What to do
Copy the lines below, starting with the one that contains "box every cast" and continuing down to the last line. Rename "camera-trap frame" to "trail-camera photo" and change nothing else.

───── Listed entries

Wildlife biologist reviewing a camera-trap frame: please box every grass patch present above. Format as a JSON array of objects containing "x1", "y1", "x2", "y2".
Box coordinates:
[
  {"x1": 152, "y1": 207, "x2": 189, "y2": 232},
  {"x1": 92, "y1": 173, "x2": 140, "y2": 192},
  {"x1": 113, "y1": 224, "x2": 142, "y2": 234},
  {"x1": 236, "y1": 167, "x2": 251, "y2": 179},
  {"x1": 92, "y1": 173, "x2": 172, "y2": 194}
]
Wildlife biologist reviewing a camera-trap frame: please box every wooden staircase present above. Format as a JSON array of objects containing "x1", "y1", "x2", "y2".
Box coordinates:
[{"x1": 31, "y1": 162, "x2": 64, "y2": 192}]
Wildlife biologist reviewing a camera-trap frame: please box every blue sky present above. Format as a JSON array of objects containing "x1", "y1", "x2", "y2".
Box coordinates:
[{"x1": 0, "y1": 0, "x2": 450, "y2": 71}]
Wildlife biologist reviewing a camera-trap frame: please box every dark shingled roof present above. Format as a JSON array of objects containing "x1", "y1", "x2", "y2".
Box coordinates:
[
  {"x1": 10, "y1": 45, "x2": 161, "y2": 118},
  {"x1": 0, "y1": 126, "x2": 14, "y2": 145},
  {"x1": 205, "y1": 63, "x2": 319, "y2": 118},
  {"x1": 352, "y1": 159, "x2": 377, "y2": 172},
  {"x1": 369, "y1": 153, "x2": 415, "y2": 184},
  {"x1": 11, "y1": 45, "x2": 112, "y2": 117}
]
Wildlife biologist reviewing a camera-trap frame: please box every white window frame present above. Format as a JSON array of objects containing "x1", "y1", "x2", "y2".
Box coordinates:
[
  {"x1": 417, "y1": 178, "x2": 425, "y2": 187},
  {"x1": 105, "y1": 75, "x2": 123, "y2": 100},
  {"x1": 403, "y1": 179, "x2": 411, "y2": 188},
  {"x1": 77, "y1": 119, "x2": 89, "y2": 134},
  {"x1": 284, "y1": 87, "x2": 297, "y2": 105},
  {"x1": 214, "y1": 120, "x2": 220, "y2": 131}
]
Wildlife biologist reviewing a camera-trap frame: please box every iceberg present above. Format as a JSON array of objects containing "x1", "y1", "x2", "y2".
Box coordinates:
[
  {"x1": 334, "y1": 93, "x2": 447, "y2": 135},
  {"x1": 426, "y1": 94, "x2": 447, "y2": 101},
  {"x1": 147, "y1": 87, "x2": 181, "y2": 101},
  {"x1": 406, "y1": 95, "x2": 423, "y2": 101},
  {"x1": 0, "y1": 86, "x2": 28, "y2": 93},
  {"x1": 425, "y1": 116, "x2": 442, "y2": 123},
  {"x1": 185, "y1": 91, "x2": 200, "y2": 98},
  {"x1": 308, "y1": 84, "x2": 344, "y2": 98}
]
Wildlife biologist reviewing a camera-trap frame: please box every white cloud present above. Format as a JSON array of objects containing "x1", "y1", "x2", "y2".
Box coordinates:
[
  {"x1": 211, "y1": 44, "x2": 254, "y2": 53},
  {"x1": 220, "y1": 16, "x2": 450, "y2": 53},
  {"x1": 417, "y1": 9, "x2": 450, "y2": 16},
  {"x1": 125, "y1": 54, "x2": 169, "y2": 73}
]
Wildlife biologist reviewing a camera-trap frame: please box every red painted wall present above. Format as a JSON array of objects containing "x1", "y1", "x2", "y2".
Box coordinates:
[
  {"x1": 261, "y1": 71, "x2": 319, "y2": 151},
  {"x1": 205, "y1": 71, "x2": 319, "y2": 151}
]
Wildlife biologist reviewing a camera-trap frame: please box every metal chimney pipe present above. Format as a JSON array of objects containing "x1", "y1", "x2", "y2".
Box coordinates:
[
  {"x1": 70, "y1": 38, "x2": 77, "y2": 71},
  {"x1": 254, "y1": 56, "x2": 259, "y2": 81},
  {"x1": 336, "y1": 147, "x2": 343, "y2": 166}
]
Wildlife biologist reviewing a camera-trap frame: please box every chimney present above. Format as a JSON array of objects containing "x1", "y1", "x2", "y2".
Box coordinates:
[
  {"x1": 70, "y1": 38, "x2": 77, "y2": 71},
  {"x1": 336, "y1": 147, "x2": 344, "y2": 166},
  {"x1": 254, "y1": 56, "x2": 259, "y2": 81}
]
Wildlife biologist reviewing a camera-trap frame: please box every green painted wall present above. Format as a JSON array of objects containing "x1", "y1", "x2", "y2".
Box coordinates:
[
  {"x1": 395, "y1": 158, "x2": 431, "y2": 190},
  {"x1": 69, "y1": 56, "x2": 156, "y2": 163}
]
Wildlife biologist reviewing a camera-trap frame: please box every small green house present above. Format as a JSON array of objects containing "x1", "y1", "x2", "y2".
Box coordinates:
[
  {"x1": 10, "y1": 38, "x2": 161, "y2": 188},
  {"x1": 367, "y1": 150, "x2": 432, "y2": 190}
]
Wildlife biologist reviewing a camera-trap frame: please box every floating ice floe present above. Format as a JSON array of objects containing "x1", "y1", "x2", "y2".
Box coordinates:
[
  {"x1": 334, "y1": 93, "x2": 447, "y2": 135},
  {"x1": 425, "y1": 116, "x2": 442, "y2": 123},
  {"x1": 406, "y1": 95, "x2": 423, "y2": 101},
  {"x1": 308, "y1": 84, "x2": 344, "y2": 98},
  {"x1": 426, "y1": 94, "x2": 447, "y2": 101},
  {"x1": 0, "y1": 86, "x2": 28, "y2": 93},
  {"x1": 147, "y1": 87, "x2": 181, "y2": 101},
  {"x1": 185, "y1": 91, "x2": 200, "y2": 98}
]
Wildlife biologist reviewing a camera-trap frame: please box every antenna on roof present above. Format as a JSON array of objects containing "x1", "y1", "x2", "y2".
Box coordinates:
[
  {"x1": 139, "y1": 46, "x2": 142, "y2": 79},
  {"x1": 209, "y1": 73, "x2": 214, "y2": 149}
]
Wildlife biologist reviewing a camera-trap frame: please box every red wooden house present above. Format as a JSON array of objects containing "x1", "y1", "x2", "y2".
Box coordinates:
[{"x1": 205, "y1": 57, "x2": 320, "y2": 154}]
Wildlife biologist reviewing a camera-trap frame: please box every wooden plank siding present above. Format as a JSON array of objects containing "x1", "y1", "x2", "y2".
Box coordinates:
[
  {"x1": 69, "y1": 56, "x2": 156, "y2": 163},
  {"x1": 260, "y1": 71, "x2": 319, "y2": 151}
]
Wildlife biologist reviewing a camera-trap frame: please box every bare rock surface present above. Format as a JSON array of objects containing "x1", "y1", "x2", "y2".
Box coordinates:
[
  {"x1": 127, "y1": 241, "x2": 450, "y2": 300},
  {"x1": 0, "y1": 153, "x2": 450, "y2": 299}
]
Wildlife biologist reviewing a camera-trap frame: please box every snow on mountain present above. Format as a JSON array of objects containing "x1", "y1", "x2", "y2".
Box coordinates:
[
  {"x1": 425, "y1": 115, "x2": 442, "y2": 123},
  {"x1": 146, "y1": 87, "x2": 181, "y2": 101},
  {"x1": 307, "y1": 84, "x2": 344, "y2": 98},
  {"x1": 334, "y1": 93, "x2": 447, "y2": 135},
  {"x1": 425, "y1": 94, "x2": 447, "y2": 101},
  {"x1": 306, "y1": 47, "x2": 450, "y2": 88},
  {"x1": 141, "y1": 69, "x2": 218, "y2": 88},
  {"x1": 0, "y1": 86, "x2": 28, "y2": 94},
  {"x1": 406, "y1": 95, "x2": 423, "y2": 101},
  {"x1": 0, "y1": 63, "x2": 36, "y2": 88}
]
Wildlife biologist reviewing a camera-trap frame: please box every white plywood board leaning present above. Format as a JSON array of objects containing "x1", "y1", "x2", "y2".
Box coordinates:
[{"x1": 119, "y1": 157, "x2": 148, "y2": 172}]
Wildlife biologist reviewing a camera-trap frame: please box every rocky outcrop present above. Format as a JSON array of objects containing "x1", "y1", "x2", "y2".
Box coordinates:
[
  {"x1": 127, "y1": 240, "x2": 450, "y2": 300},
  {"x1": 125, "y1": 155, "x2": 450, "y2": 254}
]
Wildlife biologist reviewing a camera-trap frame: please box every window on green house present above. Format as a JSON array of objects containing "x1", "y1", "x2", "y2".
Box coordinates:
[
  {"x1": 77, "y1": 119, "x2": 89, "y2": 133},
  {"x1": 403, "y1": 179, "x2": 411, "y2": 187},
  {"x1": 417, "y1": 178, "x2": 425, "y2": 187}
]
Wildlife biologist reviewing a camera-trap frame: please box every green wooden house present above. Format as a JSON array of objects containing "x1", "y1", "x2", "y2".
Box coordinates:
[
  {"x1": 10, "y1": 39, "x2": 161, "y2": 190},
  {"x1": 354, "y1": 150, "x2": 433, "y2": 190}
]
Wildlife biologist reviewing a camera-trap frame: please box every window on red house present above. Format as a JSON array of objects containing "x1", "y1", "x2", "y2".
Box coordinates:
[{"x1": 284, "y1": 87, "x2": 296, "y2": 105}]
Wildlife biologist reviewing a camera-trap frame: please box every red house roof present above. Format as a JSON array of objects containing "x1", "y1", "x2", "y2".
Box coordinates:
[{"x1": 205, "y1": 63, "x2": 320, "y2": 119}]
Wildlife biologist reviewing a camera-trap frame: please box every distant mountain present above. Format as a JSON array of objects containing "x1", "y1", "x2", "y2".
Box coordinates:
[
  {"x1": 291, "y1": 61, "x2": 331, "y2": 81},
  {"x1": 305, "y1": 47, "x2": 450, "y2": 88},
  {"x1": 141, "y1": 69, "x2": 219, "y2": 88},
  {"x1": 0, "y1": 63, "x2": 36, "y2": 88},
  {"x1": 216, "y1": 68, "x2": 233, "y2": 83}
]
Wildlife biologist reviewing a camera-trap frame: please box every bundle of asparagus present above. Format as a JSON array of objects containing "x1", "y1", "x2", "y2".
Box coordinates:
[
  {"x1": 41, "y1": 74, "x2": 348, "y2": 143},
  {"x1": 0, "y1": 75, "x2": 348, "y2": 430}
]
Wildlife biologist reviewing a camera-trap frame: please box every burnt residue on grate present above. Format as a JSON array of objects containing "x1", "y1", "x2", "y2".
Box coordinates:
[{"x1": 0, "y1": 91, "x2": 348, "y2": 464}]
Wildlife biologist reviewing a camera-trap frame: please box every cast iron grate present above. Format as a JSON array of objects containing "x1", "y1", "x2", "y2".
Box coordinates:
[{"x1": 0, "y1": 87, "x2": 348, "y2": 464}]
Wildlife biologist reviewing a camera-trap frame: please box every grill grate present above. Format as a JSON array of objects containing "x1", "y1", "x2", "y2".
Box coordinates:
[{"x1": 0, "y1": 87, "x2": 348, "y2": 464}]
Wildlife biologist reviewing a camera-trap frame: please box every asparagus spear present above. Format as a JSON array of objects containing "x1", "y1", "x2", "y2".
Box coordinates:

──────────

Task result
Wildlife biologist reviewing a trail-camera photo: please box every cast iron grate present above. Format as a JSON array of objects containing "x1", "y1", "x2", "y2".
Box coordinates:
[{"x1": 0, "y1": 87, "x2": 348, "y2": 464}]
Wildlife biologist reviewing a trail-camera photo: please box every grill grate present above. Format as a JSON array of objects containing "x1", "y1", "x2", "y2".
Box coordinates:
[{"x1": 0, "y1": 87, "x2": 348, "y2": 464}]
Wildlife biologist reviewing a trail-camera photo: please box every asparagus spear present above. Format as a JSON array of objects containing "x1", "y1", "x2", "y2".
Box coordinates:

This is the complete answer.